◆ **Selected text**
[Start of Attachment]

The story quickly spread far and wide over the Internet. Most Singaporeans expressed admiration for his ability to adapt so quickly to his new life. Two young Singaporeans asked for his taxi number, saying they would love to travel in his cab and talk to him.
“There’s so much he can pass on to me,” one said.
Others questioned why, despite his tremendous scientific experience, he is unable to find a teaching job.
His unhappy exit is generally attributed to a personal cause (he has alleged chaotic management by research heads) rather than any decline in Singapore’s bio-tech project, which appears to be surviving the downturn.
The case highlights a general weakening of the R and D (research and development) market in smallish Singapore.
“The bad economy means not many firms are hiring professional scientists,” one surfer said. “Academia isn’t much of a help – there’s a long history of too many PhDs chasing too few jobs.”
While the image of taxi drivers has received a tremendous boost, the same cannot be said of Singapore’s biomedical project – particularly its efforts to nourish home-grown research talent.
“It may turn more Singaporeans away from Life Sciences as a career,” said one blogger.
One writer said: “In my opinion, PhDs are useless, especially in Singapore. It’s just another certificate and doesn’t mean much.”
Another added: “The US is in a worse situation. Many are coming here to look for jobs.”
“I won’t want my child to study for years to end up driving a taxi,” said a housewife with a teenage daughter.
The naturalised Singaporean citizen underwent his PhD training at Stanford University, the majority of his work revolving around the study of yeast proteins.
His case is not unique. US research-scientist Douglas Prasher, who isolated the gene that creates the green fluorescent protein (and just missed the 2008 Chemistry Nobel Prize) faced similar straits.
Prasher moved from one research institution to another when his funding dried up, and he eventually quit science – to drive a courtesy shuttle in Alabama.
“Still, he remains humble and happy and seems content with his minivan driver job,” said a surfer.
With an evolving job market as more employers resort to multi-tasking and short-term contracts, more Singaporeans are chasing after split degrees, like accountancy and law or computer and business.

[End of Attachment]

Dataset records

[Start of Attachment]

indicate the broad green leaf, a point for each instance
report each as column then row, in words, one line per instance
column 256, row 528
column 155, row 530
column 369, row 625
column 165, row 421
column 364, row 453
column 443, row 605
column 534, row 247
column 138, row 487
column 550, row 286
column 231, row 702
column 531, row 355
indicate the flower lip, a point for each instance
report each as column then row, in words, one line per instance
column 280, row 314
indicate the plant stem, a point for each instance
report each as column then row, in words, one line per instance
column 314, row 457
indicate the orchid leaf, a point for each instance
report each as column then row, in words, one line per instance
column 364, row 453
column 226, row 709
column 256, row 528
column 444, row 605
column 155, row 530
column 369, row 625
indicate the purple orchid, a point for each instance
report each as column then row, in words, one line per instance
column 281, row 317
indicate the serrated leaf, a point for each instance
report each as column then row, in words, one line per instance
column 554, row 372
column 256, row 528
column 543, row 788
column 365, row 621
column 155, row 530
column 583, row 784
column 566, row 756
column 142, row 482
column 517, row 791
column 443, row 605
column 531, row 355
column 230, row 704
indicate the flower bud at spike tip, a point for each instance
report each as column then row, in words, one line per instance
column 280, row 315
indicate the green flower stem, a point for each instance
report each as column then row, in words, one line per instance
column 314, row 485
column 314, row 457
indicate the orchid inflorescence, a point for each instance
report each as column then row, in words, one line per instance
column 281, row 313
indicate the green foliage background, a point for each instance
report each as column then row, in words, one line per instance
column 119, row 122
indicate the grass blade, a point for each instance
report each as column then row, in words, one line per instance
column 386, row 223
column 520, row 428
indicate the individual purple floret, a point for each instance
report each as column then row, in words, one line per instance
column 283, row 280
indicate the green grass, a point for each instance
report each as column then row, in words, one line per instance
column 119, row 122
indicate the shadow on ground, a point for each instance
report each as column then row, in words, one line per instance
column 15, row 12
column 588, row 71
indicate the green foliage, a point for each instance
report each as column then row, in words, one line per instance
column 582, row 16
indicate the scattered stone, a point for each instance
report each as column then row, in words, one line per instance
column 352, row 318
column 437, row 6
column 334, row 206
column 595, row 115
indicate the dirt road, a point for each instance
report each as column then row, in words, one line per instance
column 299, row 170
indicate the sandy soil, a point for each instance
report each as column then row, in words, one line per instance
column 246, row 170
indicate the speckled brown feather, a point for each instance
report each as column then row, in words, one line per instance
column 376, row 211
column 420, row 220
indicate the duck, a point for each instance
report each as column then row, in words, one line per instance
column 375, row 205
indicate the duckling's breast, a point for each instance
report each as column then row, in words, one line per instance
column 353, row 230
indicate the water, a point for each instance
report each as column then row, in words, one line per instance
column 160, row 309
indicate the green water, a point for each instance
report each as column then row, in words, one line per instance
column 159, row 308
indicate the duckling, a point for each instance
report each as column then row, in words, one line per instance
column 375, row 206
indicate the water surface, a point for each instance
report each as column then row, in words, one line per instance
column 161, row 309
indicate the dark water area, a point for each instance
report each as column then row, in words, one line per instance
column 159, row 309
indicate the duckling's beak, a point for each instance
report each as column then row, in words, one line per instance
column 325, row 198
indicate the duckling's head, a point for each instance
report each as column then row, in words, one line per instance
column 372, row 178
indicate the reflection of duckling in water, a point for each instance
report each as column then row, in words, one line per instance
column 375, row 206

[End of Attachment]

◆ **Exercise tasks**
1. Answer these questions using the article on the scientist turned taxi driver:
(a) At which university did the scientist do his PhD training?
(b) What did Douglas Prasher isolate?
(c) Which split degrees are more Singaporeans chasing after?
2. Carry on the article on the scientist turned taxi driver from its last sentence.
The records are separate material and have no connection to the article on the scientist turned taxi driver.

◆ **Task-by-task answers**
1.
(a) Stanford University
(b) The gene that creates the green fluorescent protein
(c) Accountancy and law, or computer and business

2.
Others avoid post-graduate studies or specialised courses of a fixed discipline in favour of general or multi-discipline studies. “Experience is king” is the watchword; there has been a rush for no-pay internships.
“The future favours graduates with multiple skills and career flexibility, people who are able to adapt to different types of work,” one business executive said.
During the past few years, as globalisation deepened, there has been a growing disconnect between what Singaporeans studied in university and their subsequent careers.
It follows the trend in the developed world where old businesses disappear – almost overnight – and new ones spring up, which poses problems for graduates with an inflexible job expectation.
I know of a young man who graduated from one of America’s top civil engineering universities abandoning the construction hard hat for a teaching gown.
Another engineer I met is running his father’s lucrative coffee shop. Lawyers have become musicians or journalists, and so on.
Cases of people working in jobs unrelated to their university training have become so common that interviewers have stopped asking candidates questions like “Why should a trained scientist like you want to work as a junior executive with us?”
In the past, parents would crack their heads pondering what their children should study – accountancy or law or engineering, the so-called secure careers – and see them move single-mindedly into these professions.
A doctor was then a doctor, a biologist generally worked in the lab and a lawyer argued cases in courts – square pegs in square holes, so to speak.
Today the world is slowly moving away from this neat pattern.